Rewrite the records below with "road curb" replaced by "curb" wherever it occurs, keeping every other part unchanged.

BEGIN

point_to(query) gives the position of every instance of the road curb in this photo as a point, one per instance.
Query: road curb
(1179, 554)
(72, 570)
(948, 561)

END

**Task output**
point_to(query) gives the position of every instance of the curb in this photo as a point, one per instance.
Query: curb
(1179, 554)
(72, 570)
(948, 561)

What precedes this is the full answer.